Extend the post announcing the essay on copyright dilution, picking up right after its final sentence.

▸ Extract provided:
..........
Publication Day: My latest article has been published by the Chicago-Kent Journal of Intellectual Property. The article, Copyright Dilution Under Constitutional Scrutiny, explains why the newfound theory of market harm called “copyright dilution“–embraced by the Copyright Office and by Judge Chhabria in dicta in Kadrey v. Meta—would violate the Constitution if it is adopted by courts.

Download the paper here.

Copyright dilution is not only unprecedented, it is also unconstitutional.

This Essay is one of the first in legal scholarship to examine the constitutionality of copyright dilution. Such a radical expansion of copyright is problematic. It stretches copyright beyond the permissible bounds in the Copyright Clause, which limits the grant of copyright, or exclusive rights, to authors in only “their respective writings.” Authors cannot own entire genres, and the non-infringing works of others are not theirs. Moreover, because copyright dilution alters the traditional contours of copyright, both fair use and the idea-expression dichotomy, it must be subject to strict scrutiny under the First Amendment.
..........
▸ Detection items:
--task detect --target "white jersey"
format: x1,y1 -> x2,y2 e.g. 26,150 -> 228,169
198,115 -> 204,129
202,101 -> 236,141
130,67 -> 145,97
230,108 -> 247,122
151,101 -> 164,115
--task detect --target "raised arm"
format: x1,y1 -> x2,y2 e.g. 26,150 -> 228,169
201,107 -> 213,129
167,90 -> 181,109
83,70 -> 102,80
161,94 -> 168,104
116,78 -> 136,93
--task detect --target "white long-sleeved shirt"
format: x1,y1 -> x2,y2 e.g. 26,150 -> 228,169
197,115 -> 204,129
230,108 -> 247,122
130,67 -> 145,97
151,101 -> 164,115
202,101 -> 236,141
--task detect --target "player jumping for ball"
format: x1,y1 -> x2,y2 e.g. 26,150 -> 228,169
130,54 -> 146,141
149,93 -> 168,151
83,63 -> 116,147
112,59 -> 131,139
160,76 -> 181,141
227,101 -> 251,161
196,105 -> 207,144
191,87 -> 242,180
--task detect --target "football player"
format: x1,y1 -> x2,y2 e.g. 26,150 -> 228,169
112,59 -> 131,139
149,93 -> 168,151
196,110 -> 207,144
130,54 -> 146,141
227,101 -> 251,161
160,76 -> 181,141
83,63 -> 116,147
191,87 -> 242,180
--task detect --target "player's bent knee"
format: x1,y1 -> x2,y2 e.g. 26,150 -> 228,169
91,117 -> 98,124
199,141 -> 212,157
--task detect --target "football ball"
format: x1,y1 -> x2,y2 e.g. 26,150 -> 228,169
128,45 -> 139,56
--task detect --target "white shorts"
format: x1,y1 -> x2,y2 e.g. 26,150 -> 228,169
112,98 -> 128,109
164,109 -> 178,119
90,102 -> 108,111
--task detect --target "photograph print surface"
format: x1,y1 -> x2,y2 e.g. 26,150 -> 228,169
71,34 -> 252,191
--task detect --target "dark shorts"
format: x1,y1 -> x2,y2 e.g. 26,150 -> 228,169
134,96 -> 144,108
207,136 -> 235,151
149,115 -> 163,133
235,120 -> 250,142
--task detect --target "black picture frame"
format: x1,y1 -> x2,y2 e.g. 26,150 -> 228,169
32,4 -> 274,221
..........
▸ Result:
Copyright dilution fails. As the Supreme Court recognized, “Mere speculation of harm does not constitute a compelling state interest.” Indeed, the only federal court to embrace copyright dilution as a theory ultimately concluded that the plaintiffs had failed to present anything other than “speculation.” And, by singling out the non-infringing works of only one class of creators—people who believe in and use AI tools to create new expressiom—for disfavored treatment, copyright dilution constitutes impermissible viewpoint discrimination. Such targeting of the non-infringing expression of only people who believe in and use AI—and no others—is viewpoint and speaker-based discrimination.

Abstract

The paper explains the constitutional throughline that threads copyright law. The constitutional throughline limits the scope of copyright to the protected elements of a copryighted work. That’s why the wholly non-infringing expression of others—that copy no protected elements of a copyrighted work–cannot be penalized or be the basis of market harm or potential copyright liability.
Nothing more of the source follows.